### [Stated problem]
Would you return the complete listing below word for word?

### [Stored data]
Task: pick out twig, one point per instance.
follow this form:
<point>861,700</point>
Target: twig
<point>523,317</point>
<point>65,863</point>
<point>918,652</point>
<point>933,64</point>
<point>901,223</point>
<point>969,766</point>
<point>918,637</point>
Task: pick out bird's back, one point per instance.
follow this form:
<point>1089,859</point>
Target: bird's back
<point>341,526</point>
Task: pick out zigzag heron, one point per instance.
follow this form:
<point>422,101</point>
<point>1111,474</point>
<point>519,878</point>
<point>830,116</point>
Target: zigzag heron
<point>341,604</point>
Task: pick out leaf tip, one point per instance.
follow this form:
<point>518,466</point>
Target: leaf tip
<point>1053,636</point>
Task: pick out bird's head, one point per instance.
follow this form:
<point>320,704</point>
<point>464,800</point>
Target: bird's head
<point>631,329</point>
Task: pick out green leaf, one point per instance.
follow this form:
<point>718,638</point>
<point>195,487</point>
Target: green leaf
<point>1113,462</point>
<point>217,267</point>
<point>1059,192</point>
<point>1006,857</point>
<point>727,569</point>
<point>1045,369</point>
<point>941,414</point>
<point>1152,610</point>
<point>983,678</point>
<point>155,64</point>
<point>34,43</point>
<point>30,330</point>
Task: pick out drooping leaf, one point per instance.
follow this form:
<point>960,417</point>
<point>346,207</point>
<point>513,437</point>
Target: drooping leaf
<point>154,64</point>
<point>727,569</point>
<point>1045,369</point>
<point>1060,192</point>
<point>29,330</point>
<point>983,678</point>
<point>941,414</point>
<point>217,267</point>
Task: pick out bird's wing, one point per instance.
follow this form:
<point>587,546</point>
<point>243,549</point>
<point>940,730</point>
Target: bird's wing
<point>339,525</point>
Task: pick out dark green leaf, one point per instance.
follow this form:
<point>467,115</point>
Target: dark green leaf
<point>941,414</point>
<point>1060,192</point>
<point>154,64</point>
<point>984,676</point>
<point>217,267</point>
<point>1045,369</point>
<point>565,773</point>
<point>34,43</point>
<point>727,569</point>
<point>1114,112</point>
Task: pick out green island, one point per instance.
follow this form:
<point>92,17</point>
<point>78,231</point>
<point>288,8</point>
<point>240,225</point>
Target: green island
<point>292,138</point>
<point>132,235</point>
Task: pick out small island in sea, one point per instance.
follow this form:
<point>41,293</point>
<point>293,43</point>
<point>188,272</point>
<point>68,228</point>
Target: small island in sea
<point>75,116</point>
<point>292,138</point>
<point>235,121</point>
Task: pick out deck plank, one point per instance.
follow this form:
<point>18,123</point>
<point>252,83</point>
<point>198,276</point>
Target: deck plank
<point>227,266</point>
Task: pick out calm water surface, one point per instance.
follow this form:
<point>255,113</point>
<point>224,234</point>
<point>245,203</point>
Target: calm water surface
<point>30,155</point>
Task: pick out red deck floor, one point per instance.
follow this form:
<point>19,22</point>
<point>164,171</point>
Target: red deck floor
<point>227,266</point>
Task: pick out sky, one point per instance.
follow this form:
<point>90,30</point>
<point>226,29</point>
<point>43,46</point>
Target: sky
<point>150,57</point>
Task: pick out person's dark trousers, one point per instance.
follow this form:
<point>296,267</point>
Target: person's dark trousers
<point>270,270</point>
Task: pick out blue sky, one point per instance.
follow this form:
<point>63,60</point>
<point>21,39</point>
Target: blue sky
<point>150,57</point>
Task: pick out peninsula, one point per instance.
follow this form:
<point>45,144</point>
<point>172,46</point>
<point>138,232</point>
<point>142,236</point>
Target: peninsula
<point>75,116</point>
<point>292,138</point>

### [Solution below]
Task: pick out twig, one point per instance.
follow this form:
<point>861,700</point>
Target: twig
<point>523,317</point>
<point>65,863</point>
<point>918,652</point>
<point>933,64</point>
<point>901,223</point>
<point>969,766</point>
<point>918,637</point>
Task: pick out bird's back, one point per instance.
follow this form:
<point>1089,859</point>
Target: bird's back
<point>341,526</point>
Task: pick out zigzag heron, one point per instance.
follow this form:
<point>422,101</point>
<point>1111,474</point>
<point>519,878</point>
<point>830,116</point>
Target: zigzag heron
<point>341,604</point>
Task: pick out leaf tip, one point per instance.
follow this form:
<point>518,466</point>
Target: leaf tip
<point>1053,636</point>
Task: pick out bird's head, one point per instance.
follow this form:
<point>320,704</point>
<point>464,800</point>
Target: bird's head
<point>631,329</point>
Task: pick out green leaf, one point per instance.
follow this form:
<point>718,638</point>
<point>195,487</point>
Target: green leaf
<point>1113,462</point>
<point>217,267</point>
<point>1059,192</point>
<point>1006,857</point>
<point>727,569</point>
<point>1045,369</point>
<point>941,414</point>
<point>1152,610</point>
<point>983,678</point>
<point>155,64</point>
<point>34,43</point>
<point>30,330</point>
Task: pick out drooping leaf, one point per instance.
follow this form:
<point>960,417</point>
<point>346,207</point>
<point>513,437</point>
Target: drooping leaf
<point>154,64</point>
<point>727,569</point>
<point>1045,369</point>
<point>1060,192</point>
<point>29,330</point>
<point>983,678</point>
<point>941,414</point>
<point>217,267</point>
Task: pick out bird's wing, one point per instance.
follow this form:
<point>587,546</point>
<point>243,549</point>
<point>940,730</point>
Target: bird's wing
<point>339,525</point>
Task: pick out dark green leaf, one point per instance.
follow this form:
<point>467,115</point>
Target: dark green leaf
<point>941,414</point>
<point>1060,192</point>
<point>154,64</point>
<point>984,676</point>
<point>217,267</point>
<point>1045,369</point>
<point>565,773</point>
<point>34,43</point>
<point>727,569</point>
<point>1114,112</point>
Task: pick out green island, one point per instance.
follow this form:
<point>92,17</point>
<point>78,231</point>
<point>288,8</point>
<point>240,225</point>
Target: green island
<point>292,138</point>
<point>132,235</point>
Task: pick out small island in sea, one point per instance.
follow this form:
<point>41,293</point>
<point>293,43</point>
<point>188,272</point>
<point>68,228</point>
Target: small island in sea
<point>75,116</point>
<point>292,138</point>
<point>235,121</point>
Task: pick out deck plank, one point per instance.
follow this form:
<point>18,123</point>
<point>252,83</point>
<point>198,276</point>
Target: deck plank
<point>227,266</point>
Task: pick out calm water surface, one point per instance.
follow this form:
<point>255,113</point>
<point>224,234</point>
<point>245,203</point>
Target: calm water surface
<point>30,155</point>
Task: pick out red deck floor, one point per instance.
follow this form:
<point>19,22</point>
<point>164,171</point>
Target: red deck floor
<point>227,266</point>
Task: pick out sky, one point per instance.
follow this form:
<point>90,30</point>
<point>226,29</point>
<point>43,46</point>
Target: sky
<point>150,57</point>
Task: pick out person's dark trousers, one point per instance.
follow this form:
<point>296,267</point>
Target: person's dark trousers
<point>270,270</point>
Task: pick out blue sky, one point per instance.
follow this form:
<point>63,60</point>
<point>21,39</point>
Target: blue sky
<point>150,57</point>
Task: pick out peninsula, one point per instance.
follow this form:
<point>45,144</point>
<point>172,46</point>
<point>138,232</point>
<point>142,236</point>
Target: peninsula
<point>75,116</point>
<point>292,138</point>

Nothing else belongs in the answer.